• _GIVEN EXERCISE_
Show every line of the records that contains the string "work", copying each such line in full. Case counts when matching.

• _DATASET RECORDS_
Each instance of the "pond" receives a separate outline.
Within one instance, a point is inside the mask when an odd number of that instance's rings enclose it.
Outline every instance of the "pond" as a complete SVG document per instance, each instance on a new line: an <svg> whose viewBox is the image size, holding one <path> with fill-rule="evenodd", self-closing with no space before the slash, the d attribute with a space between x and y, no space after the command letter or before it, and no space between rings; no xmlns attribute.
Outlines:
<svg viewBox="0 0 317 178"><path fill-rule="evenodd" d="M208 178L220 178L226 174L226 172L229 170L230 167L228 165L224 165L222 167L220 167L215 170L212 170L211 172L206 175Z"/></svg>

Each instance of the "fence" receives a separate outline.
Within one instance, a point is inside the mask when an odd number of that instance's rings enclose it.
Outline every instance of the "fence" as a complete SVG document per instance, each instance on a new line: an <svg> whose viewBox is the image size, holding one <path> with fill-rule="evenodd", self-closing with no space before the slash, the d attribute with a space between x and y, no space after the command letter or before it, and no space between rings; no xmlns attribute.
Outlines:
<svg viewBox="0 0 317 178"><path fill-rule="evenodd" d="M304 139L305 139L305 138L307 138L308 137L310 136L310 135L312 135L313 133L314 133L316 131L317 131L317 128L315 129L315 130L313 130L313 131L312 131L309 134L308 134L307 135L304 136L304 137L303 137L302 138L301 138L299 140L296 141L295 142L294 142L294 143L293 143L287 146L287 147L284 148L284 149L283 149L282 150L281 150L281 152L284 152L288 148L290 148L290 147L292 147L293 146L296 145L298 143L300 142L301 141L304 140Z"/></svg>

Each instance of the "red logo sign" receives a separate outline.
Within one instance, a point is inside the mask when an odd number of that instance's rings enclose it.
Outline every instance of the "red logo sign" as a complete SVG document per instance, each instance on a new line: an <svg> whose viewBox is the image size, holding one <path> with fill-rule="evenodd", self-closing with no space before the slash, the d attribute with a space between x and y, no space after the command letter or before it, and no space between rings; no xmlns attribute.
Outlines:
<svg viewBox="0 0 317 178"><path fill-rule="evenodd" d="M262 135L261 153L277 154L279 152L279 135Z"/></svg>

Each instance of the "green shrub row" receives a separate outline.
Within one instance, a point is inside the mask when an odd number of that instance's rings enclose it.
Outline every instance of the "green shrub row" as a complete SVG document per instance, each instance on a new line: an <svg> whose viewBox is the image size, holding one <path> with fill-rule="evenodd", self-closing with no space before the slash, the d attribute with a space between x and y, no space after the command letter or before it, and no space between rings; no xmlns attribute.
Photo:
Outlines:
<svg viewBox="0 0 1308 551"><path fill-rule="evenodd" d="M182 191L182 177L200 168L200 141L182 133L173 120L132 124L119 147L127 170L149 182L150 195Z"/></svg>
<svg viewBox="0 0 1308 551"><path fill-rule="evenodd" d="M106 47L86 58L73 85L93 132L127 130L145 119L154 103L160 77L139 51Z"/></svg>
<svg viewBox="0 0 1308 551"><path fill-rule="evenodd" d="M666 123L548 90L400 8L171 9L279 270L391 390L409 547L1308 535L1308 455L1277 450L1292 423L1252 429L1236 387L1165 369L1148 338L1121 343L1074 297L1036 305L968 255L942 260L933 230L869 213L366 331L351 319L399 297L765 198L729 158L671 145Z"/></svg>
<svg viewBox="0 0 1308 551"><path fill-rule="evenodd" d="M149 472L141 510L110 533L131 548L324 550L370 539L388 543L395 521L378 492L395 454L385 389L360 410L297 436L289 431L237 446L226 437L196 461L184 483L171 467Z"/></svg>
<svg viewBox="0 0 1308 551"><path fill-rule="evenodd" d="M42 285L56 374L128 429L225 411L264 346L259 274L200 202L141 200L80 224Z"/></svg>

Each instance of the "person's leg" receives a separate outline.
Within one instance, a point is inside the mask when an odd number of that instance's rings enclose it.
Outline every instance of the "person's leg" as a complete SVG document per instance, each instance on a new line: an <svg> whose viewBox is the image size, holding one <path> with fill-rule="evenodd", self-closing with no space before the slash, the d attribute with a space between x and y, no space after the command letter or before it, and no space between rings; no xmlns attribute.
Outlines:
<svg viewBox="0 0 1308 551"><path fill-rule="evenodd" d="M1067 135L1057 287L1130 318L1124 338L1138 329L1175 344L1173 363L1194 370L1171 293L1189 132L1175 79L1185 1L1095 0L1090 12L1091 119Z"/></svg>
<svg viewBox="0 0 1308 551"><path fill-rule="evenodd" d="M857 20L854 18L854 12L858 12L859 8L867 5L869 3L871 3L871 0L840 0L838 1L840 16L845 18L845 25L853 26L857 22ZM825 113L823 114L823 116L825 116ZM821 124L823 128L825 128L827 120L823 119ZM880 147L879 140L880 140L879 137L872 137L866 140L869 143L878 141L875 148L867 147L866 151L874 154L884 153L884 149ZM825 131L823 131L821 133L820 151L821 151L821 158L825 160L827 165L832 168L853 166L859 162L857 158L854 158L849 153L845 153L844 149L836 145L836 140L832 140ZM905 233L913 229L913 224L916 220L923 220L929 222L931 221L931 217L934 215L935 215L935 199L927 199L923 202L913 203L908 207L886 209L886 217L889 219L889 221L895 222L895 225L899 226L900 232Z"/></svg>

==

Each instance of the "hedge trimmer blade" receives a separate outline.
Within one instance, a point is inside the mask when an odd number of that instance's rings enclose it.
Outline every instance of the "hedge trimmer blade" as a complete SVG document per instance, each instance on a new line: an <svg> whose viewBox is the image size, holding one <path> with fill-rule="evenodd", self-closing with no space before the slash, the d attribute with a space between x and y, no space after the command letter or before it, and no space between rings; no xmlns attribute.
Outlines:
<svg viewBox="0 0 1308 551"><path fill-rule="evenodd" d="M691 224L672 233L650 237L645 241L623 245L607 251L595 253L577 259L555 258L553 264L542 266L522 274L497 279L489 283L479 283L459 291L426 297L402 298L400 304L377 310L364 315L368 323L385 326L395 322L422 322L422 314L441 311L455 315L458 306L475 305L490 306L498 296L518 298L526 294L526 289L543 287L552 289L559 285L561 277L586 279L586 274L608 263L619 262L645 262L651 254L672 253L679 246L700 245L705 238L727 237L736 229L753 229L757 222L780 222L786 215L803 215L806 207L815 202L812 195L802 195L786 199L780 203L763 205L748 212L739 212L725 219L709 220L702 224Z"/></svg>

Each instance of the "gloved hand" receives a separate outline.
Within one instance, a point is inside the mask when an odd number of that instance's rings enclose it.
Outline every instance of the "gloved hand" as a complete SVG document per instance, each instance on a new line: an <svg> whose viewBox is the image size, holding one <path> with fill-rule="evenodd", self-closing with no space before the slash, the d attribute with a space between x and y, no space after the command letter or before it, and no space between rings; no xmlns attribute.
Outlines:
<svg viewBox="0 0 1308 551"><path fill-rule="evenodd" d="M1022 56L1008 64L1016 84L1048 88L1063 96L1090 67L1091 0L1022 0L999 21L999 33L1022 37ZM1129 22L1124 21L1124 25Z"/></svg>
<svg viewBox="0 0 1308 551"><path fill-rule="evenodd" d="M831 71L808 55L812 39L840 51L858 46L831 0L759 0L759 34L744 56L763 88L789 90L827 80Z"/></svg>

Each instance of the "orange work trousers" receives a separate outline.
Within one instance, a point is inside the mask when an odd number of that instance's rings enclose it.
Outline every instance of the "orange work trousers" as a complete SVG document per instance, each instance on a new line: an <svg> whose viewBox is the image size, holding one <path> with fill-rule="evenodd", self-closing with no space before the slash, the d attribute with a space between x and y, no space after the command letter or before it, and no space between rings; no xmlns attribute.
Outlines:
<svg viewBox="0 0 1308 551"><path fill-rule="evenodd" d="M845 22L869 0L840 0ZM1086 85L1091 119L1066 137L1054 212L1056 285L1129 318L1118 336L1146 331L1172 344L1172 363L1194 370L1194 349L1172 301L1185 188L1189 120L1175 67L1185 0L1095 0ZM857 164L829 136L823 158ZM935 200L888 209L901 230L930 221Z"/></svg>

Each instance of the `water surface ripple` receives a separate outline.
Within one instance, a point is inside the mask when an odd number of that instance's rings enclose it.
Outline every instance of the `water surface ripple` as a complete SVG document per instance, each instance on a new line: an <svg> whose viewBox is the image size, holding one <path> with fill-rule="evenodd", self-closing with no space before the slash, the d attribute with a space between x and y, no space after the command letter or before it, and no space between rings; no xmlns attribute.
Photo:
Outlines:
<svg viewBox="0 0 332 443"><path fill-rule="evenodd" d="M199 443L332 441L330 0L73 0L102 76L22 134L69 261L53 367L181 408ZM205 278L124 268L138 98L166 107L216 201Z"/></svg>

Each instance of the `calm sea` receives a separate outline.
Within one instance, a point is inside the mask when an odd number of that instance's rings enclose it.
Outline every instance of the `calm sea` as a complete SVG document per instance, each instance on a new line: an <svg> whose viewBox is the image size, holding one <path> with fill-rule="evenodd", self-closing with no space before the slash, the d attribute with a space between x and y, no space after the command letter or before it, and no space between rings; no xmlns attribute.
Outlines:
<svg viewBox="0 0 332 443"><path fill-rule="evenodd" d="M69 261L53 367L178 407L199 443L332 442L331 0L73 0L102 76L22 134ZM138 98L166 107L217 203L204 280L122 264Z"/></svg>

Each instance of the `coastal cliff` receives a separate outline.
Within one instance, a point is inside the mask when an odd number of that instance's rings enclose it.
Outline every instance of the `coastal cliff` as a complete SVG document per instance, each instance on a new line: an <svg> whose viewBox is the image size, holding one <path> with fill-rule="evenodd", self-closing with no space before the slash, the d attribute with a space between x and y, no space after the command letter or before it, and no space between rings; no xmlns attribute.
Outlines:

• _ANSWER FOR THIS EXERCISE_
Each instance of the "orange work trousers" receives a separate outline.
Outline every instance of the "orange work trousers" as a complete SVG document per instance, each instance on a new line: an <svg> whose viewBox is the image size, holding one <path> with fill-rule="evenodd", self-closing with no space before the slash, the d attribute with a space between x and y, no space after the command letter or before it, and no space between rings; no xmlns attribute.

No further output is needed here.